Problem details: All lines holding the word "hand" should be located in the records and copied.
(Data extract Opens)
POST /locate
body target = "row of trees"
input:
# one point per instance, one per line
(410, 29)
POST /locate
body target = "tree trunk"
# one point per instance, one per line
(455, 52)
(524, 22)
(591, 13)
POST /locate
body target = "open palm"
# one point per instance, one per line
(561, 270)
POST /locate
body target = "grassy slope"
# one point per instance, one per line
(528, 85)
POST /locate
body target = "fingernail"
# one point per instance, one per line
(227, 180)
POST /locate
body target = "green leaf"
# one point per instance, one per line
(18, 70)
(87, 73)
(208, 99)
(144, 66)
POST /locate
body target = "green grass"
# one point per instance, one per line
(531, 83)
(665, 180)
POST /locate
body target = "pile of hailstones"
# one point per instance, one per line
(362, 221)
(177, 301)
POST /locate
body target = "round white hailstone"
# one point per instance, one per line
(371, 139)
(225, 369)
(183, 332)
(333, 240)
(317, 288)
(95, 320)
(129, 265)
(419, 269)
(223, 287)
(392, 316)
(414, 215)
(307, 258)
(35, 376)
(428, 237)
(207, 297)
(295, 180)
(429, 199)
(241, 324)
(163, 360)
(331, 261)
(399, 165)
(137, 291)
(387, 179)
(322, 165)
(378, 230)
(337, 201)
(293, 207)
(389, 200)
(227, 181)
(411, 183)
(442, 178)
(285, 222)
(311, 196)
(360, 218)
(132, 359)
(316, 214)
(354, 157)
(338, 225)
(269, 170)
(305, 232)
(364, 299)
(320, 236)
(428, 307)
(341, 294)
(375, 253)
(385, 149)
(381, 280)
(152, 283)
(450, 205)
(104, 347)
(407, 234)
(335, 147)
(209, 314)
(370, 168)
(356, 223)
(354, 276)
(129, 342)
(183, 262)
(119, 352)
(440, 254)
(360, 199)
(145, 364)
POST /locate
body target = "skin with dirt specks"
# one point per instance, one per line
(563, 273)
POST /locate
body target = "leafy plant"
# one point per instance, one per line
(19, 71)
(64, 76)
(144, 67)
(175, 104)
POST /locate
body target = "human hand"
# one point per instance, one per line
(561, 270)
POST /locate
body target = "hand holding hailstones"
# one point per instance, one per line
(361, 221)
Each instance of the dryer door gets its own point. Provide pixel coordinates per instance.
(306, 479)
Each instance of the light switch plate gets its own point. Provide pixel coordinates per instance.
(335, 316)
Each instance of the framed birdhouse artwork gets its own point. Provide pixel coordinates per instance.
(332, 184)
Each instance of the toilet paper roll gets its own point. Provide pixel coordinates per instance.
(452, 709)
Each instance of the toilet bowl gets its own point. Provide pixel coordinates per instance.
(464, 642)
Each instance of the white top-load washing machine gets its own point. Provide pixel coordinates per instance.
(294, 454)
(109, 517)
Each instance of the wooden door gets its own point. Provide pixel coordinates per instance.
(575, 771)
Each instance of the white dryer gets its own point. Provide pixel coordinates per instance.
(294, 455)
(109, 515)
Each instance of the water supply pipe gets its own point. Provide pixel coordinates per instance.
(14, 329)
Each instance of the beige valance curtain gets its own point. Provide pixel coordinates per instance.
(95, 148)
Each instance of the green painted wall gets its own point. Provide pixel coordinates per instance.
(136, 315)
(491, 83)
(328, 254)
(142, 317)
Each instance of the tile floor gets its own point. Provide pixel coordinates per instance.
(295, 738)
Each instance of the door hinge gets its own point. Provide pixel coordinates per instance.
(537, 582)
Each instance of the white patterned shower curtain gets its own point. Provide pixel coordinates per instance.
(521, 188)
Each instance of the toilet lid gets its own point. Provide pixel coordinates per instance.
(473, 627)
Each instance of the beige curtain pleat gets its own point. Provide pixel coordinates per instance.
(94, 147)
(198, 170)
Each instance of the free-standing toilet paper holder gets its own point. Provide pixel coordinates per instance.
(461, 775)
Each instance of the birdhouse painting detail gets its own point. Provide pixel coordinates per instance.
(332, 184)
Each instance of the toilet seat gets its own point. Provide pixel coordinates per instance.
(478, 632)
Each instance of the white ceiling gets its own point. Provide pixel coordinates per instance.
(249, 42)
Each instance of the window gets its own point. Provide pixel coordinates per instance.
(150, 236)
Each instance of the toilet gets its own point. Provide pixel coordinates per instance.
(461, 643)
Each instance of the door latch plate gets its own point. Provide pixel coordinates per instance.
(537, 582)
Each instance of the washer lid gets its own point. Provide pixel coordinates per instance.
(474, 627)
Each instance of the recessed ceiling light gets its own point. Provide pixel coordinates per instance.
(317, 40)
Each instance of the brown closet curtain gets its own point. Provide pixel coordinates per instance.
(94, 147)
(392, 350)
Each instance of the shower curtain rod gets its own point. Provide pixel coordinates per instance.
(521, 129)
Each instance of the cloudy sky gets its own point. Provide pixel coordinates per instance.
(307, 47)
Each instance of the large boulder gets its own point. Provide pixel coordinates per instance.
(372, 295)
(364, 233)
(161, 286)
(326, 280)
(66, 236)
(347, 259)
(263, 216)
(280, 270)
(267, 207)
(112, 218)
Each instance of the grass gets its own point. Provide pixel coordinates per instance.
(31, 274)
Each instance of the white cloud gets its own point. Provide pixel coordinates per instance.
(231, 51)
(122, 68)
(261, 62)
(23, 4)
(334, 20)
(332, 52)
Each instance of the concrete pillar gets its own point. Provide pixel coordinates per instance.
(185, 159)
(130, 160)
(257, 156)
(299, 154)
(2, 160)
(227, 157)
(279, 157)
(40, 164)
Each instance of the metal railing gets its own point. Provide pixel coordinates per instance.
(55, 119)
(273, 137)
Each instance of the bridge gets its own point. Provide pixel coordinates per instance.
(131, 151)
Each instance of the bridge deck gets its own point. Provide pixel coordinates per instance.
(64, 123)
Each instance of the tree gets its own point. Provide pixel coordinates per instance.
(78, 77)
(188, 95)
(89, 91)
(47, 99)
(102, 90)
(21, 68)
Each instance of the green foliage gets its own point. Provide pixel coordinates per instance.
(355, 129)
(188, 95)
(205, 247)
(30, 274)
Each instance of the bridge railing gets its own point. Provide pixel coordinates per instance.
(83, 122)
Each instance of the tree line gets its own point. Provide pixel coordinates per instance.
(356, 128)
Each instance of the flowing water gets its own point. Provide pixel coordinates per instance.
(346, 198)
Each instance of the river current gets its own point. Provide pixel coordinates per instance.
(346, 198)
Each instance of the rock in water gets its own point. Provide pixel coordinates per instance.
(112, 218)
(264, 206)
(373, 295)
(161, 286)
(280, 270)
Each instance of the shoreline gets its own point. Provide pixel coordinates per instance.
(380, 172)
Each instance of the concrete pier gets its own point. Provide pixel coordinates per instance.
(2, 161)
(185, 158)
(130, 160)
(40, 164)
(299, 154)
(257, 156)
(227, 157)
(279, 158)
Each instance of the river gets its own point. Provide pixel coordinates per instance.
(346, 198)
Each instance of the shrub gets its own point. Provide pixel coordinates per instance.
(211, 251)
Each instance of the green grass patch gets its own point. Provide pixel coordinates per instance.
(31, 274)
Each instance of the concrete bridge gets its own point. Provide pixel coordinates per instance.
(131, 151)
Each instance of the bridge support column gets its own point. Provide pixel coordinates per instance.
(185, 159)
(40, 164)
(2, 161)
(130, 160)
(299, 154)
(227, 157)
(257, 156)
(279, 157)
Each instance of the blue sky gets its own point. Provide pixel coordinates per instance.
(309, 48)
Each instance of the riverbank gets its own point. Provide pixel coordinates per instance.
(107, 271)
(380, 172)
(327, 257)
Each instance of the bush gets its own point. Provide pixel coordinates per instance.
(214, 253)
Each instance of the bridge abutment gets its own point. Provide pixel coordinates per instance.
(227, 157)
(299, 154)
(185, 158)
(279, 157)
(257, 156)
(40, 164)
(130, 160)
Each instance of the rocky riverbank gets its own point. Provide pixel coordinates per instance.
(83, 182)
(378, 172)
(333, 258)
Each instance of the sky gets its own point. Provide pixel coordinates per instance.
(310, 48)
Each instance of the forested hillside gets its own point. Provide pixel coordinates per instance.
(Data extract Closes)
Expected answer:
body target = "human hand"
body target = "hand holding hailstones"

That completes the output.